- **WRITTEN REQUEST**: Start with the line containing "task: trace the outline of the **camera" and write out each line through the end of the listing, exactly as given.

- **GIVEN RECORDS**:
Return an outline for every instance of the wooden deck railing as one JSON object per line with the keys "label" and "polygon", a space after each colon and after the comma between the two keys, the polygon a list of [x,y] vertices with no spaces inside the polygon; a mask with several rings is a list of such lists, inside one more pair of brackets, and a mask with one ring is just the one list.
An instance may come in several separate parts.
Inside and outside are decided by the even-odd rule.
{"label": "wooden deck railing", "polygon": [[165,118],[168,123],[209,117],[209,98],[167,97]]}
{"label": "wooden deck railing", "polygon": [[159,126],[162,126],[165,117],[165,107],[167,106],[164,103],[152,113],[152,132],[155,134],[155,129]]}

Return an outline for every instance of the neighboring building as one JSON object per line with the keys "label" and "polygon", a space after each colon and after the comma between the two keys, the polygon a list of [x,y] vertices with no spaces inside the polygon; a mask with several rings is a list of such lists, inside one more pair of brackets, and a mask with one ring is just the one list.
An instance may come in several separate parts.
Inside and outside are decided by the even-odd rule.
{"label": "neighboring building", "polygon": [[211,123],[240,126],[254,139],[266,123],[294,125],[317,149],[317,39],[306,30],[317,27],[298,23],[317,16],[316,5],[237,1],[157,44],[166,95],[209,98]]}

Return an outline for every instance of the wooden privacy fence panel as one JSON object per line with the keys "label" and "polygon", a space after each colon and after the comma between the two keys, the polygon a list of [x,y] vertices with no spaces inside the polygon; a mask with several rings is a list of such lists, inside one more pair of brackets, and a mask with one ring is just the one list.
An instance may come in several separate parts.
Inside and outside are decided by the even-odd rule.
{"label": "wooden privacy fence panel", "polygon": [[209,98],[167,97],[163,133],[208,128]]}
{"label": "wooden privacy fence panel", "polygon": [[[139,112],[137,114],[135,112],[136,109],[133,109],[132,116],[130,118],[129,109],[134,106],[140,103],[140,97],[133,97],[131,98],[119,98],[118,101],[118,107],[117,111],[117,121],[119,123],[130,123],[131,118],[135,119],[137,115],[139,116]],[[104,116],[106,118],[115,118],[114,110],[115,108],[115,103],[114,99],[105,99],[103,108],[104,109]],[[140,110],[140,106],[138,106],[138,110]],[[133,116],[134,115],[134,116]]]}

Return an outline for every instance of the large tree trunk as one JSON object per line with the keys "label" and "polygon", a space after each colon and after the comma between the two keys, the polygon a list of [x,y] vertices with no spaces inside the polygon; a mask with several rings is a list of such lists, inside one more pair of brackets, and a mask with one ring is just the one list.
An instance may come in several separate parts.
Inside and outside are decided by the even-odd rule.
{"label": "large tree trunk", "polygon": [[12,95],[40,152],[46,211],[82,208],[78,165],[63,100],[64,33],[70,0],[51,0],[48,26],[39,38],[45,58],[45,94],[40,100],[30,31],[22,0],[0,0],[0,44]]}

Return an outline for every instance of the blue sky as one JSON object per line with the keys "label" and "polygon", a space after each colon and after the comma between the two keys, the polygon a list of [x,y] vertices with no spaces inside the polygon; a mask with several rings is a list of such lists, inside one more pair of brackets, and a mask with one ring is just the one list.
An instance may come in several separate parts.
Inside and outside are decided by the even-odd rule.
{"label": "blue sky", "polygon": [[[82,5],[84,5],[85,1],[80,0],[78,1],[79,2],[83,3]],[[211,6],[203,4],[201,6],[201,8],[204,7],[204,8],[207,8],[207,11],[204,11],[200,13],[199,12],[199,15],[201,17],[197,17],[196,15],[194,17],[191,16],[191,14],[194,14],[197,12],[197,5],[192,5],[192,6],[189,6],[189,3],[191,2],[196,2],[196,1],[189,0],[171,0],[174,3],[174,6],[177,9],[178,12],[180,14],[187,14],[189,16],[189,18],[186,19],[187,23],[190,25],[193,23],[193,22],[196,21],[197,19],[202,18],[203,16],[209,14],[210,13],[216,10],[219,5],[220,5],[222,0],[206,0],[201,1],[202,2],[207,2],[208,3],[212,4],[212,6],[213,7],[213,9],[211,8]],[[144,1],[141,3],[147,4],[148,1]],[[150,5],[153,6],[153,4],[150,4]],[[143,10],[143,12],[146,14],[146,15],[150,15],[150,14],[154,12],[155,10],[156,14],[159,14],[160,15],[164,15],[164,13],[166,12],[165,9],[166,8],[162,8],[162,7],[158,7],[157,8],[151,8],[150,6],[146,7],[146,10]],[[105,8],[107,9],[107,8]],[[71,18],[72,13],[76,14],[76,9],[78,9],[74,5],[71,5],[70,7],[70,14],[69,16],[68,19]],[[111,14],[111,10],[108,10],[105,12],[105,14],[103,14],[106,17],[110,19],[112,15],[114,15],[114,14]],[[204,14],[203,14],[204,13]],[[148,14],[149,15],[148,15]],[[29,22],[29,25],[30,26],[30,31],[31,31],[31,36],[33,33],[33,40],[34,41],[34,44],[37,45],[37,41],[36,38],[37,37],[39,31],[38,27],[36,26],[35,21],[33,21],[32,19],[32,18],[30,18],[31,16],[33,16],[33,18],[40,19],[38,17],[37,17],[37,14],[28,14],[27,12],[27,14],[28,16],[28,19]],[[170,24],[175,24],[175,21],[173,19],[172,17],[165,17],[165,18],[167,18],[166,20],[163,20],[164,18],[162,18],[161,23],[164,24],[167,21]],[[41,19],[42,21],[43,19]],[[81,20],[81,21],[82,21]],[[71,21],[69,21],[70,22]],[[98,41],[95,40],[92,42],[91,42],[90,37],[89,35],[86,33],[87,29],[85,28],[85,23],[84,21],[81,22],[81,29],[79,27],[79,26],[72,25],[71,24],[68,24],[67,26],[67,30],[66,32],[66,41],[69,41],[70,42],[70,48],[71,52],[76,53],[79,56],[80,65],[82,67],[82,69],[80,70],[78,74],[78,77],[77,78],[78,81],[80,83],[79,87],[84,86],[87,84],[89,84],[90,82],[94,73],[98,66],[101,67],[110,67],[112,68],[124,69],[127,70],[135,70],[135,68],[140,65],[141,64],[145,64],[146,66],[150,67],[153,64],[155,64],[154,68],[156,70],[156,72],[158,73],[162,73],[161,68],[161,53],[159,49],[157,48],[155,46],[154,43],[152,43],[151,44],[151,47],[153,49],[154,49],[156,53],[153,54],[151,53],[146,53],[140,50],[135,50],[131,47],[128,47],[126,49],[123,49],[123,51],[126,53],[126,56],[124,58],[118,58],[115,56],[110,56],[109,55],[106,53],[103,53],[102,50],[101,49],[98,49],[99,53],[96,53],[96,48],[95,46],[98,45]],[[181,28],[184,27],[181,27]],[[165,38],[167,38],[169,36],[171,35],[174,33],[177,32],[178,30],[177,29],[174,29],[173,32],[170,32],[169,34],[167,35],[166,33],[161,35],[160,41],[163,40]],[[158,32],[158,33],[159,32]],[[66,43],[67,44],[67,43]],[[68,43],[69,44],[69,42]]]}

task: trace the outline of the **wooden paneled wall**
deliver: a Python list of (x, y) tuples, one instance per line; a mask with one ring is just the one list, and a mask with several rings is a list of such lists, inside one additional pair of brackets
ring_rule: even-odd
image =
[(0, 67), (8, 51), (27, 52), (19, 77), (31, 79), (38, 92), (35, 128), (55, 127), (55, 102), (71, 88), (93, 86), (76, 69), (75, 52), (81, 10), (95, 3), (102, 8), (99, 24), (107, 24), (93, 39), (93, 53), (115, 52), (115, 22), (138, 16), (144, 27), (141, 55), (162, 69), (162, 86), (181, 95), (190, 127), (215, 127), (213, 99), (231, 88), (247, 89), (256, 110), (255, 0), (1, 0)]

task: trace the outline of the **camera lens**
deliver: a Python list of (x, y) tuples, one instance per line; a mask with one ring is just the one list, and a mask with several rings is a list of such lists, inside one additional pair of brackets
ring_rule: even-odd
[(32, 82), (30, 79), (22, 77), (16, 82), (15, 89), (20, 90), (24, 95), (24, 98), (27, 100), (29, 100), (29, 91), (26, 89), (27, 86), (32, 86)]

- **TASK RESULT**:
task: trace the outline of the **camera lens**
deliver: a Python list of (x, y) tuples, one instance per line; a mask with one ring is just the one list, and a mask with several rings is a list of such lists, inside one additional pair of brackets
ring_rule: even-odd
[(32, 82), (30, 79), (22, 77), (16, 82), (15, 89), (20, 90), (24, 95), (24, 98), (27, 100), (29, 100), (29, 91), (26, 89), (27, 86), (32, 86)]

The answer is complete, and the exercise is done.